§ **Extracted records**:
________________________________________

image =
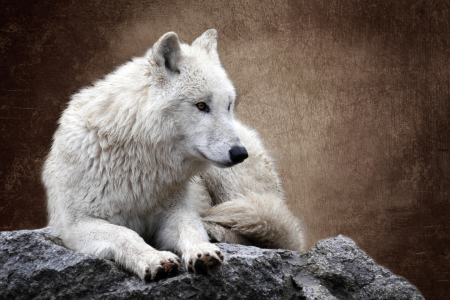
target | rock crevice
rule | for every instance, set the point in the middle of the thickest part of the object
(35, 265)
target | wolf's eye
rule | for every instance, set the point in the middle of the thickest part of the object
(202, 106)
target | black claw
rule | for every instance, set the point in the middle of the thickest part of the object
(161, 274)
(173, 270)
(200, 267)
(213, 262)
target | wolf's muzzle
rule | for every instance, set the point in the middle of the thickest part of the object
(238, 154)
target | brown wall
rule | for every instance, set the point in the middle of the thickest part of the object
(352, 99)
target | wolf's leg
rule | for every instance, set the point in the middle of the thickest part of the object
(263, 218)
(225, 235)
(126, 247)
(182, 231)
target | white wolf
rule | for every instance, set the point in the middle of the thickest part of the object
(245, 204)
(119, 168)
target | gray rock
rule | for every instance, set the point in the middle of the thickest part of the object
(35, 265)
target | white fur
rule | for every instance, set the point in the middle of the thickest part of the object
(245, 204)
(124, 152)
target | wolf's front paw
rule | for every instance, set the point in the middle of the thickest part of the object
(205, 258)
(156, 265)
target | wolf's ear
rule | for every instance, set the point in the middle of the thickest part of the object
(208, 41)
(166, 51)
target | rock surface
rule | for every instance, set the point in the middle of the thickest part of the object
(34, 264)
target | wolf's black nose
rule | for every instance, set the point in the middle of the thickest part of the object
(238, 154)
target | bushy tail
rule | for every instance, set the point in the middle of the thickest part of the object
(264, 219)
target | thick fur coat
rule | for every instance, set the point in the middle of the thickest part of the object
(119, 176)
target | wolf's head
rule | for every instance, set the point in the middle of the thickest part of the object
(198, 98)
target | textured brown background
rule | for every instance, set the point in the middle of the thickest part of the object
(351, 97)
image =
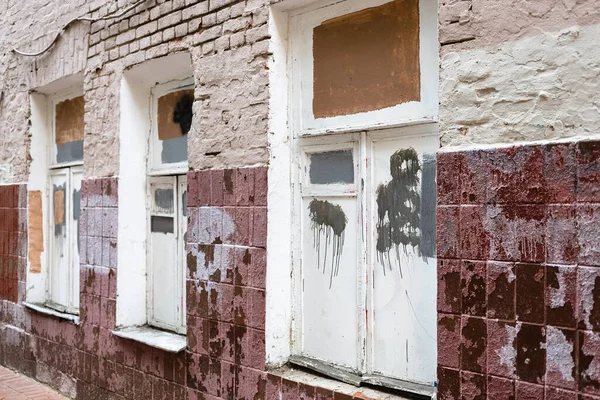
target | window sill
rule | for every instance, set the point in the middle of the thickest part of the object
(167, 341)
(350, 382)
(42, 309)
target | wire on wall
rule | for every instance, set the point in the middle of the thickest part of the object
(81, 18)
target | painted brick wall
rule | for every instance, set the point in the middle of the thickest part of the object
(13, 226)
(519, 272)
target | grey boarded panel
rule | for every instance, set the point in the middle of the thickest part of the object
(174, 150)
(69, 152)
(427, 222)
(162, 224)
(332, 167)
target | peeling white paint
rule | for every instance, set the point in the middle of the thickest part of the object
(507, 354)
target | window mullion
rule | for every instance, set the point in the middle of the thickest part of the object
(364, 276)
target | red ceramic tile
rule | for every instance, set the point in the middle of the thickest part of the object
(530, 292)
(500, 388)
(561, 296)
(501, 348)
(588, 171)
(561, 235)
(448, 178)
(531, 353)
(473, 344)
(448, 231)
(473, 282)
(474, 240)
(448, 384)
(501, 280)
(516, 175)
(474, 177)
(560, 172)
(449, 297)
(449, 338)
(588, 298)
(473, 386)
(588, 224)
(561, 358)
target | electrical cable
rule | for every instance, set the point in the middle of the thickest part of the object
(81, 18)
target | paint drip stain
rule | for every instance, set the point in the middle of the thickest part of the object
(398, 208)
(328, 221)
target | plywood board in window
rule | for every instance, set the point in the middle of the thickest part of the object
(175, 114)
(35, 228)
(367, 60)
(69, 120)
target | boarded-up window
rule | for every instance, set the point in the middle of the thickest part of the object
(166, 252)
(367, 60)
(69, 129)
(174, 121)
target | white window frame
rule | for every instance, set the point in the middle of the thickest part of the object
(155, 166)
(359, 132)
(303, 21)
(179, 184)
(58, 97)
(72, 306)
(174, 173)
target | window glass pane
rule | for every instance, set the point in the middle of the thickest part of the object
(163, 200)
(367, 60)
(69, 130)
(332, 167)
(174, 122)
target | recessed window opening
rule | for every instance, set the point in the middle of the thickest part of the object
(65, 174)
(362, 115)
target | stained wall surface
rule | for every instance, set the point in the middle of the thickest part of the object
(518, 225)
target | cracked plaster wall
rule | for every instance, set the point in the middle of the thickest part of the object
(518, 71)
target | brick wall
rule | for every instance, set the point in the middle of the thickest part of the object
(519, 272)
(13, 227)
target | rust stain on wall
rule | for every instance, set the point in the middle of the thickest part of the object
(367, 60)
(59, 207)
(175, 114)
(36, 230)
(69, 120)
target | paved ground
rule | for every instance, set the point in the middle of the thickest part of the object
(18, 387)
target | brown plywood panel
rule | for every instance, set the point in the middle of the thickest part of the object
(175, 114)
(69, 120)
(35, 226)
(367, 60)
(59, 207)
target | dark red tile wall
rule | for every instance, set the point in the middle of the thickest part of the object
(225, 358)
(519, 272)
(13, 226)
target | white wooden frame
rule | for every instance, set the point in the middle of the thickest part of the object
(179, 184)
(362, 144)
(303, 21)
(155, 166)
(66, 94)
(55, 168)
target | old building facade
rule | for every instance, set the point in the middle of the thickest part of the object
(199, 198)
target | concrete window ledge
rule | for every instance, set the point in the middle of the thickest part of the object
(42, 309)
(306, 377)
(167, 341)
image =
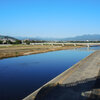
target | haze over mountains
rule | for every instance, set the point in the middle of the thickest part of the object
(94, 37)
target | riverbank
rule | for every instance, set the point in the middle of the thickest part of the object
(80, 82)
(7, 51)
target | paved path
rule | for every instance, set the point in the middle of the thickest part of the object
(77, 83)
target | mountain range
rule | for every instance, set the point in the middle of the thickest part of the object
(94, 37)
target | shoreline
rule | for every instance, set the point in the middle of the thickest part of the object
(16, 51)
(61, 77)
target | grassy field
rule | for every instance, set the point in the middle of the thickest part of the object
(20, 50)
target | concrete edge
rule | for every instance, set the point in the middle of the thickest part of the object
(59, 77)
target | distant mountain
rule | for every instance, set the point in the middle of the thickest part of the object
(94, 37)
(7, 38)
(77, 38)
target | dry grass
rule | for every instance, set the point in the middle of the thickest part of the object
(20, 50)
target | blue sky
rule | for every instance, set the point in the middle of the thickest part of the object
(49, 18)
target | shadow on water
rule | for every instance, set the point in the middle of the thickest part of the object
(88, 89)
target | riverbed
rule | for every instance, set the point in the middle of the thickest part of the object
(20, 76)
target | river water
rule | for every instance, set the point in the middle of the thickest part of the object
(20, 76)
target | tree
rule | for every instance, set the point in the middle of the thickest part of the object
(17, 42)
(27, 42)
(1, 42)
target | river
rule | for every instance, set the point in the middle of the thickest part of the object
(20, 76)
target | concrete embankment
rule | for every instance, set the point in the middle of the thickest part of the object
(78, 81)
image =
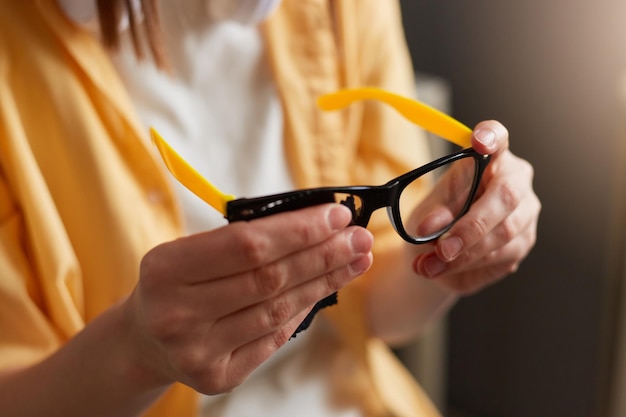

________________________________________

§ **What you will do**: Reproduce every one of the records above line for line, without changing anything, and omit the pictures from your answer.

§ **Response**:
image =
target | rock crevice
rule | for every instance, set the point in the middle of the thickest part of the object
(35, 265)
target | wolf's eye
rule | for every instance, set the point in the middle of the thickest part of the object
(202, 106)
target | black claw
rule | for every instance, set the point in the middle of the thickest part of the object
(161, 274)
(173, 270)
(200, 267)
(213, 262)
target | wolf's muzzle
rule | for every instance, set the point in the middle of the thickest part of the object
(238, 154)
target | brown wall
rule | for every instance, set the point in the middle of the thickest part of the object
(352, 99)
target | wolf's leg
rule | for every instance, set the point in the middle of the thickest part of the object
(263, 218)
(225, 235)
(126, 247)
(182, 231)
target | white wolf
rule | for every instance, set the point in the middle of the thickest part of the object
(245, 204)
(119, 168)
target | gray rock
rule | for every instance, set the point in the middle of the thickest part of the object
(35, 265)
target | white fur
rule | for every instance, set the point in the middle of the thickest part of the object
(245, 204)
(124, 152)
target | wolf's front paw
rule | for every instance, set the point in the middle of the thickest part of the object
(205, 258)
(156, 265)
target | wolf's ear
rule | for every instance, set the point in the middle of the thickest part of the object
(208, 41)
(166, 51)
target | rock surface
rule | for every instance, set the point in the middle of the thickest part of the object
(34, 264)
target | wolf's black nose
rule | for every instance, set the point in the middle of the thickest part of the object
(238, 154)
target | bushy tail
rule | for every instance, set the point in the middle of the thickest part of the object
(264, 219)
target | thick fur coat
rule | for every instance, set the point in the middle of the thickest part of the object
(119, 176)
target | wolf's head
rule | for every instance, set the point in the middle of the thickest part of the object
(198, 98)
target | textured brown background
rule | for every instance, set the point in the middle of the thickest part of the object
(351, 97)
image =
target | window sill
rule | for every instance, set the point in the middle of the thickest part of the object
(167, 341)
(350, 382)
(42, 309)
target | wire on wall
rule | for every instance, set the point in the middle of the thickest part of the object
(81, 18)
target | painted brick wall
rule | for every instance, set the point in the middle of the thickest part of the object
(13, 226)
(519, 272)
target | grey boarded panel
rule | for every instance, set the point in the middle of the thickest part of the object
(174, 150)
(69, 152)
(427, 222)
(162, 224)
(332, 167)
target | peeling white paint
rule | for every instance, set the point in the middle of the thickest part of the object
(507, 354)
target | window mullion
rule | for every instance, set the point in the middle of the thickest part of the object
(364, 276)
target | red ceramic tile
rule | for every instance, set the point in the middle of the thickest part of the object
(530, 292)
(500, 388)
(561, 296)
(501, 348)
(588, 171)
(561, 235)
(448, 178)
(531, 353)
(473, 344)
(448, 231)
(473, 282)
(474, 240)
(448, 384)
(501, 280)
(516, 175)
(474, 177)
(560, 172)
(449, 297)
(449, 338)
(588, 298)
(473, 386)
(588, 224)
(561, 358)
target | electrical cable
rule | for every instance, set the point in the middle of the thickest part of the object
(81, 18)
target | paint drip stain
rule | for every instance, set the point in the middle of the thickest part of the object
(398, 208)
(328, 221)
target | plywood board in window
rule | for every instance, set the point in the middle of the thickest part of the object
(175, 114)
(35, 228)
(367, 60)
(69, 120)
target | boarded-up window
rule | for every instance, set the point in the middle of the thickest part of the object
(166, 252)
(367, 60)
(69, 129)
(174, 121)
target | white window frame
rule | for every instance, set the point in the middle of the thickest part of the object
(155, 166)
(359, 132)
(303, 21)
(179, 184)
(58, 97)
(72, 306)
(174, 173)
target | window glass pane
rule | for every instance, set the point in the middle of the thickest part of the object
(163, 200)
(367, 60)
(69, 130)
(332, 167)
(174, 122)
target | recessed window opening
rule | for every instance, set the point in the middle of the thickest part of the object
(65, 174)
(362, 115)
target | stained wall surface
rule | for every instance, set the point in the middle of the thickest part of the object
(518, 225)
target | cracked plaster wall
rule | for every instance, set the point in the middle of the thickest part of the object
(518, 71)
target | brick wall
rule | for every instance, set the point in the middle of the thickest part of the object
(519, 272)
(13, 227)
target | rust stain on wall
rule | for every instance, set the point in the middle of the thickest part of the object
(367, 60)
(59, 207)
(175, 114)
(36, 230)
(69, 120)
target | paved ground
rule | for every instance, set the point in the middle of the thickest part of the object
(18, 387)
target | brown plywood panel
rule | for every instance, set the point in the middle of the thickest part of the object
(175, 114)
(69, 120)
(35, 226)
(367, 60)
(59, 207)
target | dark red tile wall
rule | for every instance, set the point in the middle of the thickest part of the object
(225, 358)
(519, 272)
(13, 226)
target | white wooden frame
rule | for every instance, set the point in the middle of the thickest part of the object
(179, 184)
(362, 144)
(303, 21)
(155, 166)
(66, 94)
(55, 168)
target | old building facade
rule | for every instance, set the point in the middle of the thickest part of the object
(199, 198)
target | concrete window ledge
rule | for every instance, set the point in the middle of the thickest part of the object
(42, 309)
(306, 377)
(167, 341)
image =
target | haze over mountains
rule | for every instance, set the point in the middle of the thickest part of the object
(94, 37)
target | riverbank
rule | for every instance, set the point in the middle of the thickest part of the object
(80, 82)
(7, 51)
target | paved path
rule | for every instance, set the point in the middle of the thickest part of the object
(77, 83)
target | mountain range
rule | for every instance, set the point in the middle of the thickest part of the object
(94, 37)
target | shoreline
rule | for every instance, set the point in the middle of the thickest part of the object
(16, 51)
(61, 77)
target | grassy field
rule | for every instance, set the point in the middle of the thickest part of the object
(20, 50)
target | concrete edge
rule | for every instance, set the point in the middle of the thickest part of the object
(59, 77)
target | distant mountain
rule | for every instance, set the point in the middle of the thickest part of the object
(94, 37)
(7, 38)
(77, 38)
target | dry grass
rule | for every instance, set the point in the middle of the thickest part of the object
(20, 50)
target | blue sky
rule | for every instance, set the point in the middle of the thickest part of the object
(49, 18)
target | shadow on water
rule | for every instance, set the point in the middle of the thickest part of the object
(88, 89)
target | riverbed
rule | for every instance, set the point in the middle of the thickest part of the object
(20, 76)
target | river water
rule | for every instance, set the point in the middle of the thickest part of the object
(20, 76)
target | tree
rule | for every instance, set the point in the middle of the thickest part of the object
(17, 42)
(27, 42)
(1, 42)
target | river
rule | for every instance, set the point in the middle of the thickest part of the object
(20, 76)
target | concrete embankment
rule | for every instance, set the point in the middle of the thickest part of the object
(78, 81)
image =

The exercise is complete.